# Problem requirements
Would you go through the records below and copy each line with the string "locate"?

# Source data

—————

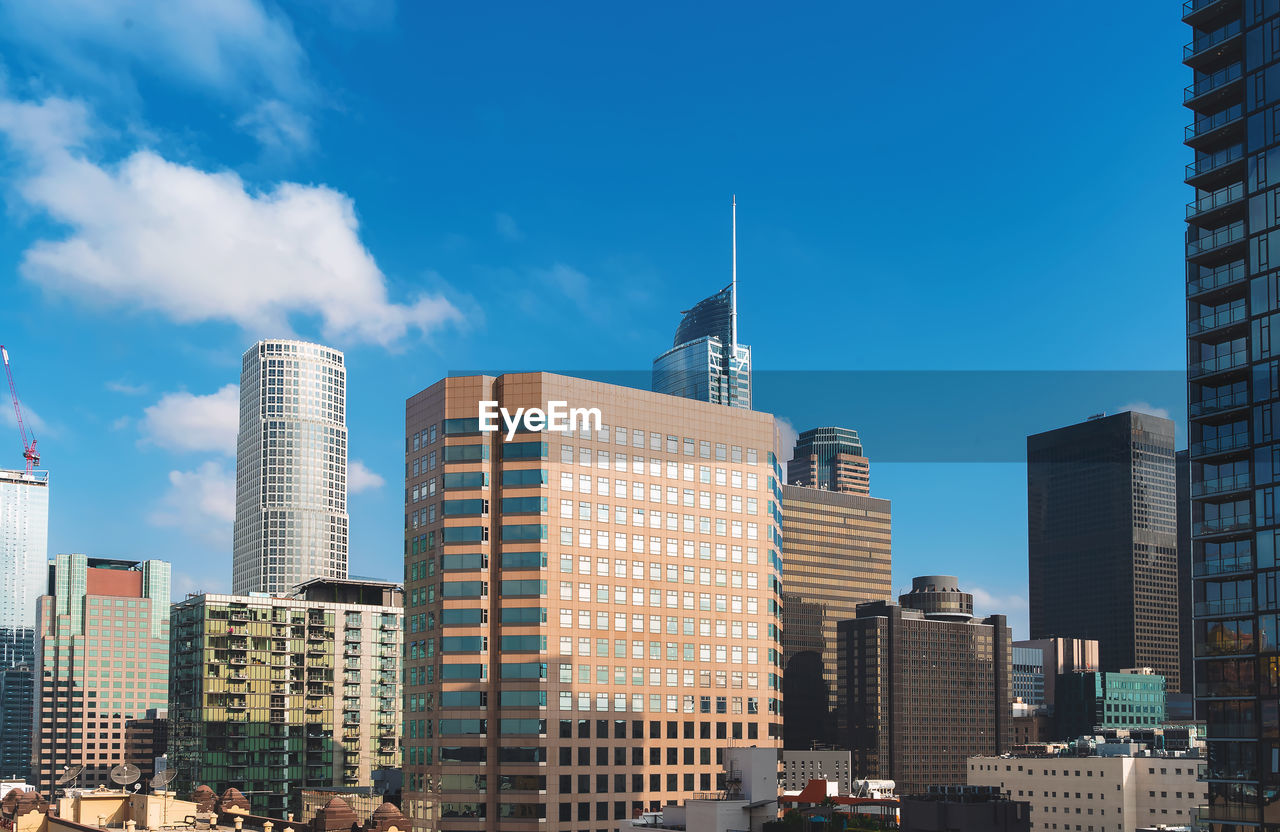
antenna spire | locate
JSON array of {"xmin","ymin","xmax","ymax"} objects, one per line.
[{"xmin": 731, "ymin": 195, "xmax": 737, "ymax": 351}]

—————

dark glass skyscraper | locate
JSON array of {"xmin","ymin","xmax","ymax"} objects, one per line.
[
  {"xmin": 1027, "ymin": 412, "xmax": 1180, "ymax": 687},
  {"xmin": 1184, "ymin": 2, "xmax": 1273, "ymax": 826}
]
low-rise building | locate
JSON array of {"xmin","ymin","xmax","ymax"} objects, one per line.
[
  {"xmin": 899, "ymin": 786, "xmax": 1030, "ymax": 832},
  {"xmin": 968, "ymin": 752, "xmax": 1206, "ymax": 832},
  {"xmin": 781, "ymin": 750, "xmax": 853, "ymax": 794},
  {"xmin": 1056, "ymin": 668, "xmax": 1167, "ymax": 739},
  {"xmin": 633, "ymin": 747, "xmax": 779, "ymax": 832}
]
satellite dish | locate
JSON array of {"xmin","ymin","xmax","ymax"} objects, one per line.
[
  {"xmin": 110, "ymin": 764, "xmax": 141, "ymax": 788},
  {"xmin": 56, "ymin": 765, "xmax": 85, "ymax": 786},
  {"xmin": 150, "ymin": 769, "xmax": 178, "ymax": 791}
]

—————

# Exercise response
antenna spire | locate
dark glass skyscraper | locate
low-rise building | locate
satellite dish | locate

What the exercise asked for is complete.